- [DATA FOR THIS TASK]:

= = = =

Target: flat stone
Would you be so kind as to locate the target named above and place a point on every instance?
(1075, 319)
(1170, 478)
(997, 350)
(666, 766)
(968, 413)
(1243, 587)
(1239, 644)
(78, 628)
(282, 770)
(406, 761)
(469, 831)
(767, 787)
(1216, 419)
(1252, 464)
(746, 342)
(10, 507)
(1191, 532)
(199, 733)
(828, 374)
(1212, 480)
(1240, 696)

= = = =

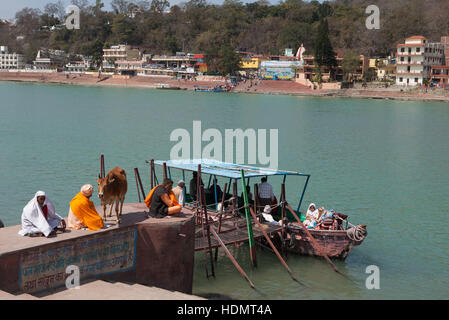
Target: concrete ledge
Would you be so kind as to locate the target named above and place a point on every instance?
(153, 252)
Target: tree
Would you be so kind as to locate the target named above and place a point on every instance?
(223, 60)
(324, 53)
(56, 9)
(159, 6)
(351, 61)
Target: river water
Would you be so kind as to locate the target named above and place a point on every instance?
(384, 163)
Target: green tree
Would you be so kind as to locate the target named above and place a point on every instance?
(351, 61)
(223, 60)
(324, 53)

= = = =

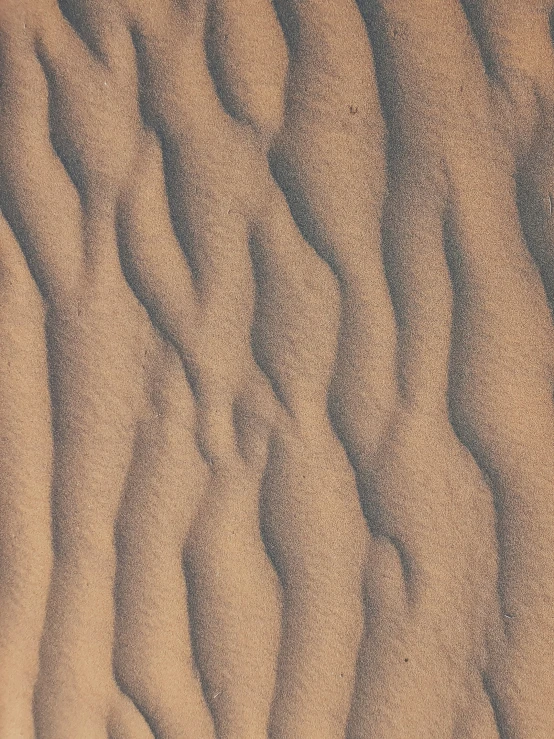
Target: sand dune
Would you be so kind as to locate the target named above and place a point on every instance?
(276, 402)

= = = =

- [EXERCISE OBJECTIVE]:
Update the lines starting at the one that contains "Target: flat stone" and ending at the one that contains "(1240, 696)" by changing "instance" to "occurrence". Give back only those lines, with nothing else altered.

- [OUTPUT FOR THIS TASK]:
Target: flat stone
Would you be so kind as to locate the target named above and place a point on every occurrence?
(1075, 319)
(1170, 478)
(997, 350)
(666, 766)
(968, 413)
(1243, 587)
(1239, 644)
(78, 628)
(282, 770)
(406, 761)
(469, 831)
(767, 787)
(1216, 419)
(1252, 464)
(746, 342)
(10, 507)
(1191, 532)
(199, 733)
(828, 374)
(1212, 480)
(1240, 696)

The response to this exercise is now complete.